GIVEN INSTRUCTION:
Restate the records below word for word, and omit the images they hold.

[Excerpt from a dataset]

+ + + +

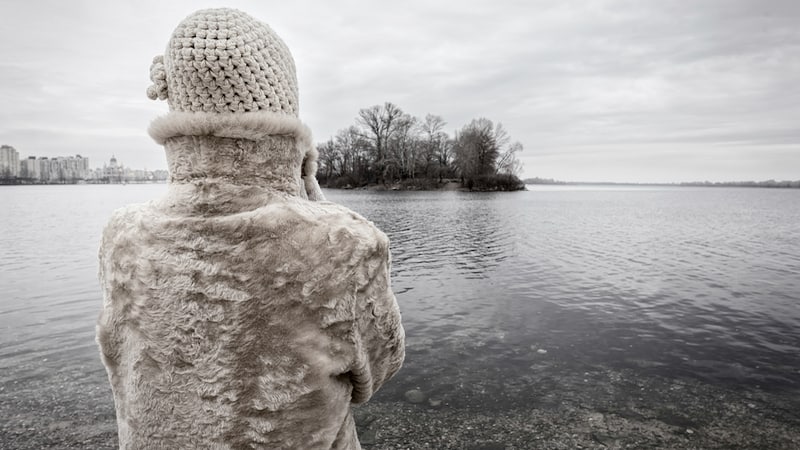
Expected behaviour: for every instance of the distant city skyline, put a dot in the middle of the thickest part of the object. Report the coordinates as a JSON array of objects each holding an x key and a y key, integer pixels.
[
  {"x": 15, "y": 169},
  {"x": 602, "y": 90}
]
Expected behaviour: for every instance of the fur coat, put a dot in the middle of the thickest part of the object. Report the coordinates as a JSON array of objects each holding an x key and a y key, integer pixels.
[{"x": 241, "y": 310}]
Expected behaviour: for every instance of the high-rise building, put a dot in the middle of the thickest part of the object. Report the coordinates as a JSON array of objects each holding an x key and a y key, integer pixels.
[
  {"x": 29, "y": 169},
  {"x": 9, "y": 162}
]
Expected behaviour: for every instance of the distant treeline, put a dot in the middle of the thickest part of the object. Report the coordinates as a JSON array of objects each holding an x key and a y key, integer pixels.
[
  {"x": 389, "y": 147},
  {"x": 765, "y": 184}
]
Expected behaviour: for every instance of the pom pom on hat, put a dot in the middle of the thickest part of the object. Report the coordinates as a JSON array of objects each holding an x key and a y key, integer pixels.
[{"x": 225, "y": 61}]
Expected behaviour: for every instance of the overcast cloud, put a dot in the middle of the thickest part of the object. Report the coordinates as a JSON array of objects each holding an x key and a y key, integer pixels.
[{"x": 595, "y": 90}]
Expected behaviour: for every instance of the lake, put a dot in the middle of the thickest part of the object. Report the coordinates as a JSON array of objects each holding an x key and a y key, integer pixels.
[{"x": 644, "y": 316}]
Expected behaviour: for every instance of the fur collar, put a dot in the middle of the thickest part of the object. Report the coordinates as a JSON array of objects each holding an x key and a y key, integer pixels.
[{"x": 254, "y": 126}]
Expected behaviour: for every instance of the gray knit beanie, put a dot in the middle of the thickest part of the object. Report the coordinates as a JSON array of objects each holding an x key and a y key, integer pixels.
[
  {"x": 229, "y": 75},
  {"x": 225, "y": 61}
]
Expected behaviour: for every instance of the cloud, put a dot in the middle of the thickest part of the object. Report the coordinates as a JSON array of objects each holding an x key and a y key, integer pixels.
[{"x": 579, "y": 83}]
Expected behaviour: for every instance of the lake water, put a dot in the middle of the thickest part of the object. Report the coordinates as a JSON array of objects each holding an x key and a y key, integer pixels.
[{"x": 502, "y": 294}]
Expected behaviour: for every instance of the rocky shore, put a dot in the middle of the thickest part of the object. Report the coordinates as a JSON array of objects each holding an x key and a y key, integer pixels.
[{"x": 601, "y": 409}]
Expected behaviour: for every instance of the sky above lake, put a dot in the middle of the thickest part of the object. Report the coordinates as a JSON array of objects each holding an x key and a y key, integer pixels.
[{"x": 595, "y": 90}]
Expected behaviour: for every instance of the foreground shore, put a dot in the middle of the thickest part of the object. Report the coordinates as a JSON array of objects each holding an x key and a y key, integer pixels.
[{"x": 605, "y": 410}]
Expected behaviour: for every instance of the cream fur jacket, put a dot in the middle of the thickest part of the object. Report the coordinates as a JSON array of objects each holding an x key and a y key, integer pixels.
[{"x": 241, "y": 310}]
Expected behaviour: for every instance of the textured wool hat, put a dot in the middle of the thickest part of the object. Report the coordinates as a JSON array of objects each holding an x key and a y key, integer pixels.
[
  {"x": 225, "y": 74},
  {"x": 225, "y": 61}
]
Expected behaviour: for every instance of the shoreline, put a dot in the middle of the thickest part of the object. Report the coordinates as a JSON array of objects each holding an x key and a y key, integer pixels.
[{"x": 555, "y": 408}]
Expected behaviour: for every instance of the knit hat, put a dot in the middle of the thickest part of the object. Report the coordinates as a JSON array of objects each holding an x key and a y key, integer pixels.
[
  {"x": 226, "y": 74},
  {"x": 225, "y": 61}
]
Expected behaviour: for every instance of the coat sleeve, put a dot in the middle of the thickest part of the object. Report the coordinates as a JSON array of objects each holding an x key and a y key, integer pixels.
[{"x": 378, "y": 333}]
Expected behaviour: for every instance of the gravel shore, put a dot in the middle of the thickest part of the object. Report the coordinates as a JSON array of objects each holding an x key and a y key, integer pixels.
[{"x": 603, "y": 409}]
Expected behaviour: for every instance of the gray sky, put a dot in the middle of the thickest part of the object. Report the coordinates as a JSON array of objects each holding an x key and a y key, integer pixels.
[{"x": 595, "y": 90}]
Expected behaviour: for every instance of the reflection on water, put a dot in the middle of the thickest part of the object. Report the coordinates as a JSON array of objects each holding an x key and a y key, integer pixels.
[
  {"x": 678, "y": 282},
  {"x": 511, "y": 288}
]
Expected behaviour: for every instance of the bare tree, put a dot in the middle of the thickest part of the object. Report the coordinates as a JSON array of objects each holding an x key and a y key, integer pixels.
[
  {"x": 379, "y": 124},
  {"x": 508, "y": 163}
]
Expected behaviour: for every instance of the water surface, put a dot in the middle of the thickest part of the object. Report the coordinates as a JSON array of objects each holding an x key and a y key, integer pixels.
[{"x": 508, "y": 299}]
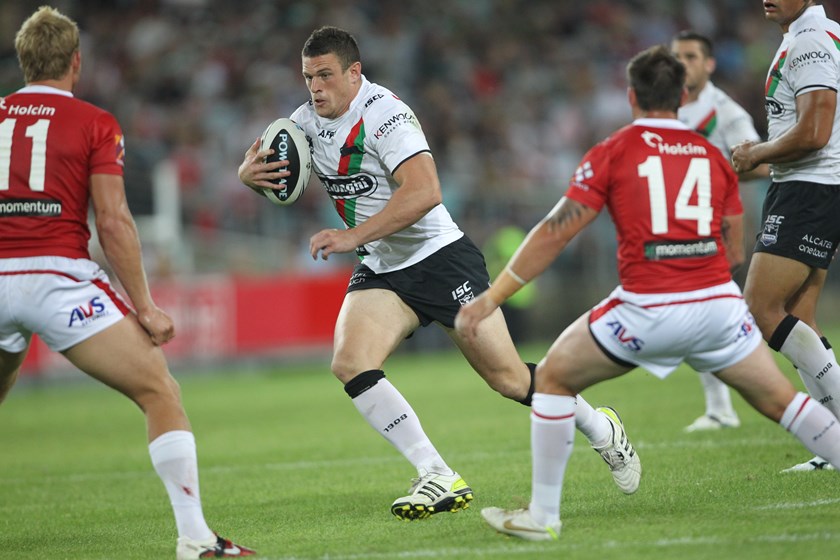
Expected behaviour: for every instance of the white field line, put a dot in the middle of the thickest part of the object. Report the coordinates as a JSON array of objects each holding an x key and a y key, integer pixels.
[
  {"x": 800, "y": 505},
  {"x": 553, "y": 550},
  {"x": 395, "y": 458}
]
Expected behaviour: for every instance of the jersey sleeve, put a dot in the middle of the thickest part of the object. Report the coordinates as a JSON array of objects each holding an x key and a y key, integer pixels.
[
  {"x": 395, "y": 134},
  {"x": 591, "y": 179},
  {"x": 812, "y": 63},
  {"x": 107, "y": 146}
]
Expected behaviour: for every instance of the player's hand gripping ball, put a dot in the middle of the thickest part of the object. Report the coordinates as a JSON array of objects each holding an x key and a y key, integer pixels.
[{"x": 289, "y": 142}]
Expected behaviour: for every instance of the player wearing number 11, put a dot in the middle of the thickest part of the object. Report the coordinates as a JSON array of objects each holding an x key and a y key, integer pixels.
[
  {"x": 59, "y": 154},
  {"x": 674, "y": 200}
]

+ + + +

OUTPUT OF THE TASK:
Expected behaviour: for every instance of the distant city skyline, put a dot in the middle of the thickest part of the object. Report the coordinates as a JSON array of objects each holding an x key and a y key, integer pixels.
[
  {"x": 15, "y": 169},
  {"x": 602, "y": 90}
]
Expected behaviour: for every instance of the fur coat, put a dot in the middle of the thickest part of the object. Report the coordinates as a JSON array of objects each holding an x key and a y key, integer pixels.
[{"x": 241, "y": 310}]
Expected behaviour: for every instance of the high-rise building, put a dot in the middle of the thickest part of the object. Report the coordinates as a JSON array of objects each holding an x key and a y key, integer pixels.
[
  {"x": 29, "y": 169},
  {"x": 9, "y": 162}
]
Expected behaviour: for every instance of the distant treeline, put a dot in the middle of the thickest part of the object. Report the coordinates as a JSON array of objects each holding an x key and a y key, integer pixels.
[
  {"x": 389, "y": 147},
  {"x": 765, "y": 184}
]
Expected behaviour: for every instance of the pom pom on hat, put a dot in the middle of the thickest part of the object. Report the coordinates as a JSON array of objects each holding an x key and a y key, integer pixels.
[{"x": 225, "y": 61}]
Expected behaviour: for every instance of the overcast cloud, put a dot in the middle of the thickest part of the object. Report the coordinates as a JSON array of objects each holding an x key and a y key, integer pixels.
[{"x": 595, "y": 90}]
Expected behaviour: for every instance of the lake, put a dot in the middle of the thickest part of the object. Report the coordinates as a JSON array of objects each holding an x key and a y key, integer pixels.
[{"x": 644, "y": 316}]
Expected behaviour: for every instance of the fur collar, put a dot in the middle of the thickest part of the object. Report the coordinates as a JSON array of objects each holding an x key and a y key, integer pixels.
[{"x": 254, "y": 126}]
Expected behaviour: for every instance of the gray knit beanie, put a dot in the middle of the thickest part of the object. Report the coordinates as a JSON array of objects each holding an x key and a y key, integer pixels.
[
  {"x": 229, "y": 75},
  {"x": 225, "y": 61}
]
Expected behaviour: for every instance of the cloud, put a dot in the middle of the thickest part of the object. Report the coordinates as a JSON array of objects each holding an x key and a y key, integer pixels.
[{"x": 579, "y": 83}]
Expected behaviour: for every instance of the lake water, put a dot in the middle of the thickest part of the object. Report the coordinates as a JSON array of objects each holding an x key and a y key, integer pixels.
[{"x": 502, "y": 294}]
Expected behaviour: for every instance of the rocky shore, put a dot in the middle of the thickest part of the object. Report the coordinates as a JSON array of objects each holding an x key and a y key, integer pixels.
[{"x": 601, "y": 409}]
Expected behaviour: for every instance of the sky above lake, put a dot in the middle of the thickest part of the object. Report the coordinates as a JSON array of objects each holding an x key and a y key, integer pixels.
[{"x": 595, "y": 90}]
Expected behaviour: for every instance of the foreground shore, put a dot in the middle of the thickest part of the object. Report the coordinates as a JSON array of objects each holding an x key and a y key, integer pixels.
[{"x": 605, "y": 410}]
Expected behaviour: for every instance of the cream fur jacket, put a dot in the middle of the thickest part of the object. Report the coordinates as a JSON array of objects each holding an x key and a y key, integer pixels.
[{"x": 241, "y": 310}]
Expected behaviour: for every instance of the textured wool hat, put a dot in the middle of the thickest part of the object. Report the coordinates as a JSON array of objects each holding an x key and a y key, integer pixels.
[
  {"x": 225, "y": 74},
  {"x": 225, "y": 61}
]
Expected behaviour: for every instance of the shoreline, put a dot in the middle of the thickest part of the object. Report the coordinates as a JSON array of objects each holding an x key and a y key, integer pixels.
[{"x": 555, "y": 408}]
Expected behaviour: for every instance of the knit hat, put a dot in the middle of the thickest part of the object. Report the coordinates as a JSON array of objects each holding an x key and a y key, integer pixels.
[
  {"x": 226, "y": 74},
  {"x": 225, "y": 61}
]
Expected behaviour: for every instance of the coat sleeve, put a dot in the middle of the thickest part of the object. Report the coordinates as a JSON array of objects each holding an x key and a y key, integer pixels.
[{"x": 378, "y": 333}]
Expected behaviour: for every instance of the gravel shore, put a dot in the middle of the thickest part of the object. Report the coordinates as a JSON array of objects each holding an x key and a y key, integer pixels.
[{"x": 603, "y": 409}]
Expected behaviour: for every instance of the gray sky, put a dot in the middle of the thickest part of the object. Report the coordinates as a JSON array of objects each holding an x key and a y key, integer pixels.
[{"x": 595, "y": 90}]
Expected behaviour: for every instance of the reflection on water, put a dot in the middle of the thickest part of the object. Report the coordinates as a JSON array of objects each holding an x key and a y key, integer pixels.
[
  {"x": 678, "y": 282},
  {"x": 511, "y": 288}
]
Expected behaviour: for every instance of the bare tree, put a dot in the middle of the thickest part of the object. Report the coordinates as a JSON array of objects each holding an x key and a y key, integer pixels.
[
  {"x": 379, "y": 124},
  {"x": 508, "y": 163}
]
Expected behaviour: for every instance of the water surface, put a dot in the middle of the thickest part of the object. Report the coordinates as a JSON array of objects each holding an x key and a y key, integer pixels.
[{"x": 508, "y": 299}]
Expected behaviour: for every instance of the white field line, put a dot in the middle of the thickest part of the object. Report the coordinates as a JSON array of objects each holding an x key and a y key, integer pixels.
[
  {"x": 800, "y": 505},
  {"x": 553, "y": 550},
  {"x": 395, "y": 458}
]
Expected behaviour: for every instance of the jersey sleeve, put a dot in the middle of the thickest part of the object. Report the coordinates as a JSON array of objects each holding an x key and a y key, integer pixels.
[
  {"x": 395, "y": 134},
  {"x": 591, "y": 179},
  {"x": 812, "y": 63},
  {"x": 107, "y": 146}
]
Expected behaviour: for every instance of the player's hand gripping ball, put a dot in the middle of the thickest part of the object. Report the coordinates as a JSON array of objects each holding an x key and a y key, integer pixels.
[{"x": 289, "y": 142}]
Expected behaviour: for every instance of the player wearing number 11, put a dot in the middle of the thickest part of the object. Report the coordinates as a JSON array of objects each holding an x key and a y key, integer pixels.
[
  {"x": 59, "y": 154},
  {"x": 674, "y": 200}
]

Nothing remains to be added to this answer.